• _Questions on the material_:
• A. Please repeat the short prose pieces word for word, starting with "Through word manipulation, I" and going on through "only gains illumination.".
• B. Decide whether each statement agrees with the short prose pieces, answering yes or no and quoting the deciding words: (i) Thanksgiving is called a personal favorite holiday. (ii) She has been the light in the eye for two years. (iii) The awakening takes place forty leagues under the sea.

• _Source text_:

Life in nine to thirteen months appears so mundane. A single stretch of road spans this impotent expanse, where deviation brings inevitable ruin. The mirrors reflections casts a telling scene. Reanimation, not from the bottom rung, but amidst a blanket of jagged briars. Blood will spill prior to the commencement of the impending climb. A seemingly insurmountable hole I will have dug when I at last reach the elusive foot hold… hope will be thin, like the air in my lungs. The remainder has often been dubbed "making a living". I see little life springing from this womb of monotony.
And the skies suddenly fell from grace into a depressing hue of lifeless grey. A murder of ravens has swallowed the sun and dropped a shroud of torment upon the shadowed below. Young black eyes accept tears with their lessening proximity. Sharp, salient beaks scream and brittle feathers pump ferociously. A horrific sight that only Melanie Daniels could claim experience. Once the food chain's overlord, we now squirm like worms. Natures final attempt to reclaim what humans so consciously de-manufacture. An uprising of the most unlikely breed, a sneak attack from above. Bombs and meteors go unspoken in this conclusion.
Through word manipulation, I strive to exercise my demons. An unwarranted longing haunts me this day. She has been the light in my eye for two months time, a mere 0.8% of my life. (This beating heart would be motionless were it not for my parents, yet, when at a distance for great time, their absence is vaguely noticed.) This weakness must be discarded. A proclamation to self that reads short and precise. You don’t miss her. I speak it loud and true at day’s end and beginning. Twice daily, a brainwashing. All the while, the light only gains illumination.
Thanksgiving, a glorious holiday, my personal favorite. Let’s give thanks to all that keeps us going, everything that produces smiles and laughter. An ode to the country we call home. A day for youth to learn, and the rest of us to reflect on how and why we are all here. We gather our families to update, reminisce, and… eat! Inundated with food and drink, we fill our stomachs and hearts. A needed release from the daily grind. Above all, I adore the lack of religious connections. No feeble attempt to segregate the non-believers. We can all cherish this day.
I suddently awake from a slumber that must have lasted years. A deep, involuntary hybernation. Its length I cannot say, but frailty and age weigh on my new conscienceness. Movement aches my decayed musculature and my sunken chest speaks of a lengthy malnurishment. Awake I did, but forty leagues under the sea. I first notice the company that surrounds me, before the warm, dry feel of my flesh. I'm allowed to breath naturally, but movement is still lathargic and muffled. Suddenly, the sillouettes that swim by my side become aware of my awakening, and teach me their strange aquatic dance.
Spontaneity governs this current process, where decision making chokes with delay. An awaited company has abandoned their normality and comfort to delve into that which forms mine. A tertiary medium found our engagement, and henceforth, many words of home have been spoken. I am given an opportunity to connect tales with visions, and I dare not embellish in grey. I need to throw everything at once and overwhelm the senses. An all out attach with limited delay. To put forth little thought will quench the idle, if only to meet what standards I myself have burdened... and only to please.

[Region pointing data]

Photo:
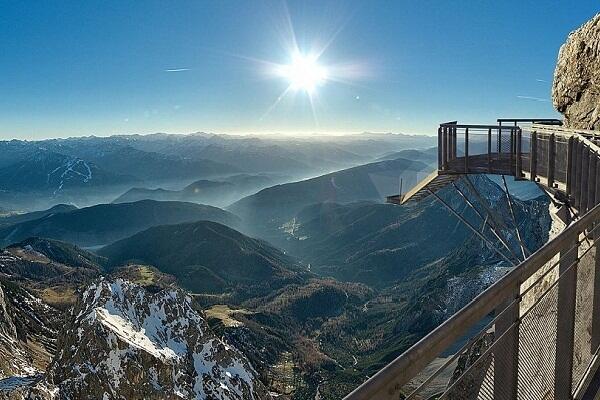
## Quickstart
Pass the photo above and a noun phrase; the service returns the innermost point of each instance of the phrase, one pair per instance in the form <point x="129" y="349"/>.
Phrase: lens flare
<point x="304" y="73"/>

• _Problem solutions_:
• A.
Through word manipulation, I strive to exercise my demons. An unwarranted longing haunts me this day. She has been the light in my eye for two months time, a mere 0.8% of my life. (This beating heart would be motionless were it not for my parents, yet, when at a distance for great time, their absence is vaguely noticed.) This weakness must be discarded. A proclamation to self that reads short and precise. You don’t miss her. I speak it loud and true at day’s end and beginning. Twice daily, a brainwashing. All the while, the light only gains illumination.

• B.
(i) Yes: "Thanksgiving, a glorious holiday, my personal favorite."
(ii) No: "She has been the light in my eye for two months time"
(iii) Yes: "Awake I did, but forty leagues under the sea."